Extrait de page

————————

LA PART DES ANGES, de Ken Loach

Film
Bien
Très bien
Un Must
Comédie d’arnaque

Le pitch

À Glasgow, un jeune délinquant, tout juste père, condamné à une peine d’intérêt général, se découvre un talent insoupçonné de goûteur de whisky dont il va savoir tirer profit, avec le soutien d’une belle équipe de bras cassés. Une tragédie en puissance qui se dénoue en comédie sociale : voilà de quoi mettre le cœur en joie. Revigorant. Dès 10 ans.

Pourquoi je vous le conseille ?

————————

Données fournies
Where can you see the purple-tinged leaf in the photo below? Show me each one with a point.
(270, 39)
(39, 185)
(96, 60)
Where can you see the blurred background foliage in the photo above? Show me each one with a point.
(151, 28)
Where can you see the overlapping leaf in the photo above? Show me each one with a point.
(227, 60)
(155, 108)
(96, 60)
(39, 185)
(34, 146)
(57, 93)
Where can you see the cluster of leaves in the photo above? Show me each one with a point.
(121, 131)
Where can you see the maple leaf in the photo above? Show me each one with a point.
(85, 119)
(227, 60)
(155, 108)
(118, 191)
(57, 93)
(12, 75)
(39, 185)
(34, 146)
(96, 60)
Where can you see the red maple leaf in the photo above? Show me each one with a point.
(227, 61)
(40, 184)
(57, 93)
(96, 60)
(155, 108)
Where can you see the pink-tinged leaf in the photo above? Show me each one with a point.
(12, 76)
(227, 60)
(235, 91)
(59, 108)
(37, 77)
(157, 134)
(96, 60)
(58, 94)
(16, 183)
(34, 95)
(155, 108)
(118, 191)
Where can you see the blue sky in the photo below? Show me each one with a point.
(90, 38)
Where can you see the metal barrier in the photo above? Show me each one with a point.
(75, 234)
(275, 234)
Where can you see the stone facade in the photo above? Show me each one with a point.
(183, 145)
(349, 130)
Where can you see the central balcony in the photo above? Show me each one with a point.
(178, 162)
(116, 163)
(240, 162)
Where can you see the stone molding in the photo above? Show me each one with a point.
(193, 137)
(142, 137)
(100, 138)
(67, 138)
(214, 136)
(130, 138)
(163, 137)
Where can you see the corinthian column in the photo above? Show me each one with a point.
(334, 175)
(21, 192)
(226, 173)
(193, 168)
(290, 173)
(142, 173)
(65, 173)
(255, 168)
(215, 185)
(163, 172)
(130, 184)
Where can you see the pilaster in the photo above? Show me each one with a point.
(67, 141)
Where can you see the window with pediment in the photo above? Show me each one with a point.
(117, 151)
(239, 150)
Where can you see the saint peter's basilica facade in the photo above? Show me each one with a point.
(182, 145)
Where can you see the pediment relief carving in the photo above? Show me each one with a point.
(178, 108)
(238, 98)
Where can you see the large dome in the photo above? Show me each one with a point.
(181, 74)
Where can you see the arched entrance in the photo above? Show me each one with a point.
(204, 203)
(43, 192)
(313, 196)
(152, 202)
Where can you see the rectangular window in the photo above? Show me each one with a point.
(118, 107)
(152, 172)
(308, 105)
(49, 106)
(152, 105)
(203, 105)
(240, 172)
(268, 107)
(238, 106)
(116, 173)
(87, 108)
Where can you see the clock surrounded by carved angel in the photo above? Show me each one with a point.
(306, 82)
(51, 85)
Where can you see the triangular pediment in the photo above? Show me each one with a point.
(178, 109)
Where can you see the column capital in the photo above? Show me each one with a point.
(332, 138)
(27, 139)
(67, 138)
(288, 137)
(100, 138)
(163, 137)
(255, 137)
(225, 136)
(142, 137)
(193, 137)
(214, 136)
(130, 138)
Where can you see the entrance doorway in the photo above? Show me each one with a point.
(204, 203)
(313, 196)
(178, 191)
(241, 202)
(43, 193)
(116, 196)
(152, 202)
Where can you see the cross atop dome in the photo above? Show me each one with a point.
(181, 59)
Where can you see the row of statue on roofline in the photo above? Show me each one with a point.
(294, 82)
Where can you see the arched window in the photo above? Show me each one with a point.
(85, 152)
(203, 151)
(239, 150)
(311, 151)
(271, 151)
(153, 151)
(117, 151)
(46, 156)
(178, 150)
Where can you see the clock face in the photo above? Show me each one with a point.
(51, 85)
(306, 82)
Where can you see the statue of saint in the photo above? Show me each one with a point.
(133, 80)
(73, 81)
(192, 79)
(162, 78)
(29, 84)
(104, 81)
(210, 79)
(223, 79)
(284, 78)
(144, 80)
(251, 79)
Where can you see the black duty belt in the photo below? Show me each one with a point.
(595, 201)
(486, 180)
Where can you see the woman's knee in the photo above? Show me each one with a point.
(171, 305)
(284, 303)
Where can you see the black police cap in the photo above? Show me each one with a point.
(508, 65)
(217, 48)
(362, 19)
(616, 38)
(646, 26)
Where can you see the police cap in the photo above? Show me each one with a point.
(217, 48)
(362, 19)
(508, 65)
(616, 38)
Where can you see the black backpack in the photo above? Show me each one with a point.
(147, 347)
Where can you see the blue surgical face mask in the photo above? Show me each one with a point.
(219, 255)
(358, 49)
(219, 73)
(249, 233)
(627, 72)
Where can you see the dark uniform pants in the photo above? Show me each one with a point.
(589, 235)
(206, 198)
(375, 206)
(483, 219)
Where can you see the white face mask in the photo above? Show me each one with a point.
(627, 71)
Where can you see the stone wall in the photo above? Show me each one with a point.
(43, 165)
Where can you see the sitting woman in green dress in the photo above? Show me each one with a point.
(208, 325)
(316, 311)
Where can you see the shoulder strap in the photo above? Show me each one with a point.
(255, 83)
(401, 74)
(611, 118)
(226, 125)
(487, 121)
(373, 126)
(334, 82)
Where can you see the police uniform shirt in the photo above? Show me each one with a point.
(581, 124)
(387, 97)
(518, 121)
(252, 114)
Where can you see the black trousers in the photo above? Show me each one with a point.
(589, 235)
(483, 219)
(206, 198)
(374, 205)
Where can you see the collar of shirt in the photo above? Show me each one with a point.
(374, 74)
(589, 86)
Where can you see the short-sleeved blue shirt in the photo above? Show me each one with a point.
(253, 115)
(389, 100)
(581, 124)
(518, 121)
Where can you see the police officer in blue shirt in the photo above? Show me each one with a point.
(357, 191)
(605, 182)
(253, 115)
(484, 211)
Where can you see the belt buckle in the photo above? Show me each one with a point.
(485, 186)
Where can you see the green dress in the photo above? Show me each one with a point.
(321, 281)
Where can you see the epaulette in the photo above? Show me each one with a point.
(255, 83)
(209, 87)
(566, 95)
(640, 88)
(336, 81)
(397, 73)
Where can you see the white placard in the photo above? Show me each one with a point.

————————

Tâches à réaliser
1. Indiquez seulement le nombre de lignes des enregistrements qui contiennent la chaîne « below ».
2. Poursuivez la critique du film La Part des anges à partir de l'endroit où elle s'interrompt.
La critique de film et les enregistrements forment deux ensembles distincts.

Réponses par tâche
1. 3

2.
Car si ce film ne saurait se comparer aux grands drames naturalistes et politisés dont Ken Loach s’est fait le remarquable hérault tout au long de sa carrière, il n’en demeure pas moins une comédie sociale truculente où les acteurs, pour la plupart non professionnels, délivrent une partition sans fautes et bourrée de malice. Parce que rire et émotions vont de pair grâce au talent de ce grand réalisateur humaniste qui s’essaie ici à la fable. Un film profondément sympathique qui jamais ne se prend au sérieux.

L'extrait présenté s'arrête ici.